National Integration – The Indian Perspective

Integration is ‘unification into a whole of all the diverse elements in a community’. National integration thus implies unification of the diverse populace of the country.

India is a secular country of rich cultural heritage with diverse races, religions, languages, castes, customs and traditions. Despite this diversity, India has always had a basic unity and distinctive identity. A major challenge was faced soon after independence viz. to bring together several princely states (over 500) under the Indian Union. This stupendous task was achieved and will be remembered as the first step towards national integration.

One sprint of unity got India it’s freedom from British rule. This unity found its manifestation during Chinese aggression (1962) and Pakistani attacks (1965 and 1971). It is strange, but true, that India displays its mettle in crisis when its destiny is threatened, but exhibits conflicting attitudes otherwise. We, as a country, are still learning that only when there is peace, unity and harmony amongst the people, can India achieve continuous growth, peoples welfare and develop into a great nation. National integrity, forever, is vital for its security and prosperity. The current trend of fissiparous, disruptive and disintegrating tendencies such as communalism, terrorism, casteism, regionalism and linguism must end.

National integration remains a crucial issue in India notwithstanding the fact that India can boast of a civilization which is 5000 years old. True, some the divisive factors may be inherent in the history, geography and culture of India, but there have been forces which accentuate these factors. Religious fundamentalism is one such force and linguistic diversities constitute   another. There are people who hold and exclusive view of religion which drives them into sectarian frenzy that does not admit any tolerance of other faiths.

■ ■ ■ ■ ■ ■ ■

◆ Directives
a – According to the excerpt on national integration in India, how many princely states had to be brought under the Indian Union soon after independence?
b – Carry the essay on national integration in India forward from its final sentence, keeping its formal voice.
The items that come after this sentence are not needed for anything here.

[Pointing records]

■ ■ ■ ■ ■ ■ ■

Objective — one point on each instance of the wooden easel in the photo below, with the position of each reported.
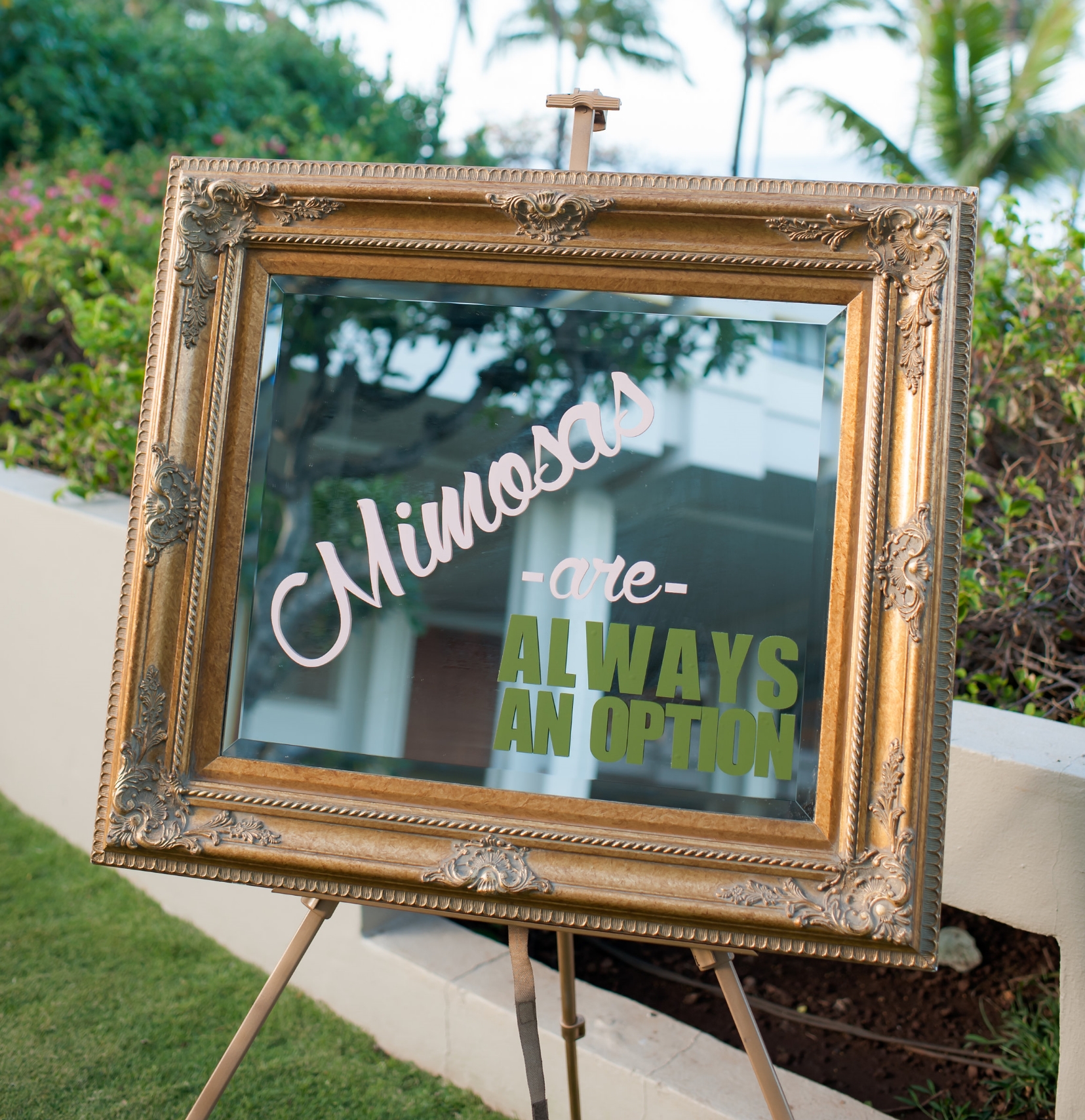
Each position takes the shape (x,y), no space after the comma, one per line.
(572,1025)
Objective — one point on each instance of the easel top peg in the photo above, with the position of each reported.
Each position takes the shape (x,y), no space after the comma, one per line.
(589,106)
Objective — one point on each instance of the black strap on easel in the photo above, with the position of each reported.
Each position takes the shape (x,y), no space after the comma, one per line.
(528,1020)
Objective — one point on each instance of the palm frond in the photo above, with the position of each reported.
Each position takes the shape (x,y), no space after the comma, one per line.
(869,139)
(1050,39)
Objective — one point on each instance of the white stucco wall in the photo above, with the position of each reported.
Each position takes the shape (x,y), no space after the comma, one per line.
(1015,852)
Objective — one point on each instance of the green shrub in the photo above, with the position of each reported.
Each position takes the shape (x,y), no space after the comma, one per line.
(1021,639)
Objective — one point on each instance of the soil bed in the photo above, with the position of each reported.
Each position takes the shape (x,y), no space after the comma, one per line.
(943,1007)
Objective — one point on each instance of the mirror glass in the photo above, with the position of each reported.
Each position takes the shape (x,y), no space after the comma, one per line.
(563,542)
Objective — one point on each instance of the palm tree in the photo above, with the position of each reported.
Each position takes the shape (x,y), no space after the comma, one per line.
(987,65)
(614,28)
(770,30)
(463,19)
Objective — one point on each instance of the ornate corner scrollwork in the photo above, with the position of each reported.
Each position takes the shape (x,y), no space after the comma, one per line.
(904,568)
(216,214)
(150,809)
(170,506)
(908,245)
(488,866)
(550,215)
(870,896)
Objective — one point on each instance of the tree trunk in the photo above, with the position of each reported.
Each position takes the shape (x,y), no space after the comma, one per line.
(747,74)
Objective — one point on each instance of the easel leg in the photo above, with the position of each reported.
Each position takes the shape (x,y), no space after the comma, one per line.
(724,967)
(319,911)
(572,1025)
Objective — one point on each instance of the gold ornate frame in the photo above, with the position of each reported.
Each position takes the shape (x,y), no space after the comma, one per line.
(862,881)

■ ■ ■ ■ ■ ■ ■

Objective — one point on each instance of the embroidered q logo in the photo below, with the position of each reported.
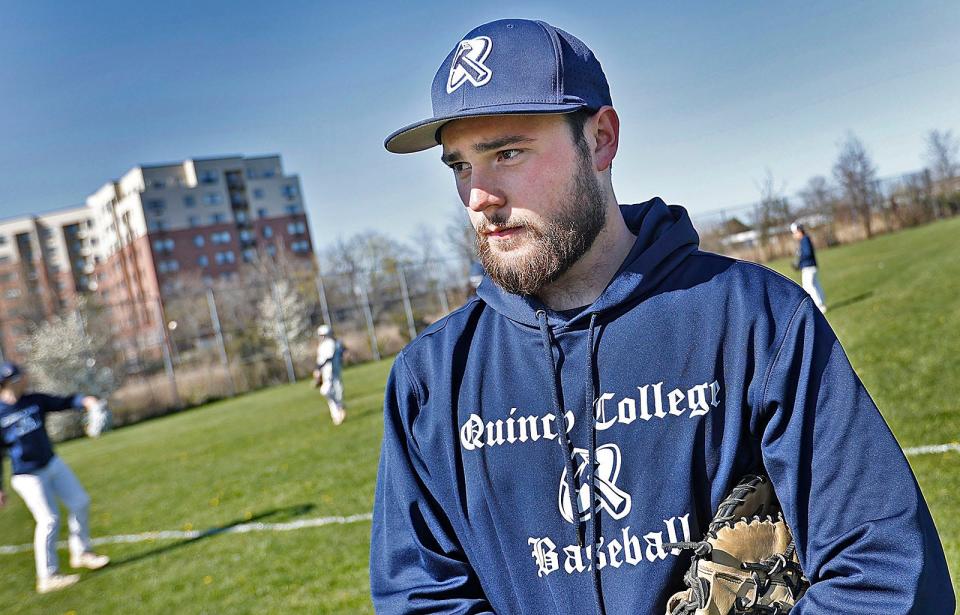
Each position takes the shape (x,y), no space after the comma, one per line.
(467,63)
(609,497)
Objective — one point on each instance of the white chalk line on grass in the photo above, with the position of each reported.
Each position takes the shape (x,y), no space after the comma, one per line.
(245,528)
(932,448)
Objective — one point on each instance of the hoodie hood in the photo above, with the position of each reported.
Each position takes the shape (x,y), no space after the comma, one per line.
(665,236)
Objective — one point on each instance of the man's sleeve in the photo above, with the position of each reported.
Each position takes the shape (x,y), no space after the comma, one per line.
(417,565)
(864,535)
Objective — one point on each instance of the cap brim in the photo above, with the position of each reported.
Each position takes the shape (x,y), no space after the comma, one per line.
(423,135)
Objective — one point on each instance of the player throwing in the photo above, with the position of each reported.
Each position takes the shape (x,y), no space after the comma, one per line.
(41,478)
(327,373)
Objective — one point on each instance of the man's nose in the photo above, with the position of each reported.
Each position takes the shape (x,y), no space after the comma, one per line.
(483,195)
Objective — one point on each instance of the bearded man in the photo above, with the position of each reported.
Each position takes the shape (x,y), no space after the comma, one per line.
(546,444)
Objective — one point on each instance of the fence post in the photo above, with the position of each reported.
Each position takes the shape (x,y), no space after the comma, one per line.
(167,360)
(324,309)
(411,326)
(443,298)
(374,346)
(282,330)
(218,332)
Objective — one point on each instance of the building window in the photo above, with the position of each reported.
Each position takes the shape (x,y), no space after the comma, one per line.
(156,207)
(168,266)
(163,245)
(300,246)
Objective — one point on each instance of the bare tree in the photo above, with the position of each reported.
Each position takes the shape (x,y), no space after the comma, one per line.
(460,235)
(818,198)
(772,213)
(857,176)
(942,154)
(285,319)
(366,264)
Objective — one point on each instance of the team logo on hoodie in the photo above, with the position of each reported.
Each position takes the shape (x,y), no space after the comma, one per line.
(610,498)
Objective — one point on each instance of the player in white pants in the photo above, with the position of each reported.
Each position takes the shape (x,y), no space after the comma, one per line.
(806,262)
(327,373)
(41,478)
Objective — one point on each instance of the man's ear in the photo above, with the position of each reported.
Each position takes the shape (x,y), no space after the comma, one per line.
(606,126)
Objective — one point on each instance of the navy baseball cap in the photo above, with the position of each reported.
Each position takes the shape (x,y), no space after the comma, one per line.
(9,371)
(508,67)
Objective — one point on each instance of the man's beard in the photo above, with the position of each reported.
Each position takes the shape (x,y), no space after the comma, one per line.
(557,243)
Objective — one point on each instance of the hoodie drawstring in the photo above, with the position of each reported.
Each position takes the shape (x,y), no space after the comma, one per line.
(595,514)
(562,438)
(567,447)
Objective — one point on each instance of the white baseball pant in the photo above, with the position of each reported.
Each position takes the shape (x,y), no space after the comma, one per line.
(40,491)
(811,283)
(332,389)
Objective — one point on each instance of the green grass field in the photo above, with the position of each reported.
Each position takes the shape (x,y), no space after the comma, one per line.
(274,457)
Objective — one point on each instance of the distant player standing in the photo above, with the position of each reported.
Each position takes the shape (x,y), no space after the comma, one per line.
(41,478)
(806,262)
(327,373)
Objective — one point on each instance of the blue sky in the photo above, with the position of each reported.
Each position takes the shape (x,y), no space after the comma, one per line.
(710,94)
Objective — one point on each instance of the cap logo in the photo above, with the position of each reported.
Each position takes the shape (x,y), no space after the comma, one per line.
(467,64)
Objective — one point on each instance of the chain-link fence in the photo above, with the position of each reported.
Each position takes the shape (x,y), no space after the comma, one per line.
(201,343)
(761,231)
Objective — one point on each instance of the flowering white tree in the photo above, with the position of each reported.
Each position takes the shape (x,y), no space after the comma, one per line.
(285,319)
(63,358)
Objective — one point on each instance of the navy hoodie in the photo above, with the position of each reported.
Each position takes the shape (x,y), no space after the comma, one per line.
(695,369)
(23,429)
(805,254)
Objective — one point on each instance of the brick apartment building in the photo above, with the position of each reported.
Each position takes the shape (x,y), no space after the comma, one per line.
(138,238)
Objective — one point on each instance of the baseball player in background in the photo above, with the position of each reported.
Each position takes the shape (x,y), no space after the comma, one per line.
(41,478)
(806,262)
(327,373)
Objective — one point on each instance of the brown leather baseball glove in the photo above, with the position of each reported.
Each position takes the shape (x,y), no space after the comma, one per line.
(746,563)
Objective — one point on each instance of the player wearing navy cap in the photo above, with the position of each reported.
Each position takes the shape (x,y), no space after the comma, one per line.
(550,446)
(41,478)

■ ■ ■ ■ ■ ■ ■

◆ Task answers
a – Over 500.

b –
Despite a shared culture of so many years, linguistic chauvinism has often generated tensions and conflicts among different communities threatening the fabric of national unity. Linguistic regionalism reached a crisis stage with Telangana movement (1953), and so the states were reorganized (1956) along linguistic lines. With it came the expression of local culture instead of a national one, and proliferation of pan-Indian opposition parties. The recent anti-North Indian outburst in Mumbai and some other parts of Maharashtra by a local political party is an exhibition of linguistic regionalism only. The age-old caste system and discrimination based on caste and creed has significantly contributed to weaken the bond of unity in the society.

The devil of communalism has no place in secular India as it dis-invigorates national peace and integrity. Still, scattered instances of the violent hatred do occur e.g. the recent past (2002) flare-up in Gujarat. The monster of terrorism is another problem which creates chaos and disturbs national peace and harmony — most recent was in Jaipur (Rajasthan), others some time ago in Mumbai and Malegaon (Maharashtra), Rampur, Lucknow, Faizabad and Varanasi (Uttar Pradesh), Hyderabad (Andhra Pradesh), and Delhi, not to speak of the ‘attack’ on Parliament in Delhi.

All such forces of dissatisfaction, unrest and disintegration are ugly heads of the dragon and pose a serious challenge to India’s unity, social fabric and integrity. Education and a positive change in peoples psychology can play a vital role in strengthening emotional integration by broadening the outlook, fostering a feeling of oneness, nationalism, spirit of sacrifice and tolerance so that people rise above the narrow group interests and strive for national good.

No doubt, the primary responsibility for protecting, preserving and promoting social peace and national integrity lies with Government, who has taken various steps such as setting up of National Integration Council, instituting educational, employment and welfare schemes for minorities and socially and economically weaker sections of society, health, laws to deal with crimes against women, laws to curb terrorism, encouraging smaller family concept ‘we two, ours two’ ; but civil society and its institutions such as Peoples’ Integration Council have a key role to play. The only religion for the Government should be economic growth, equality, justice, human development and social empowerment.

So let us live as a nation for ‘United We Stand; Divided We Fall’.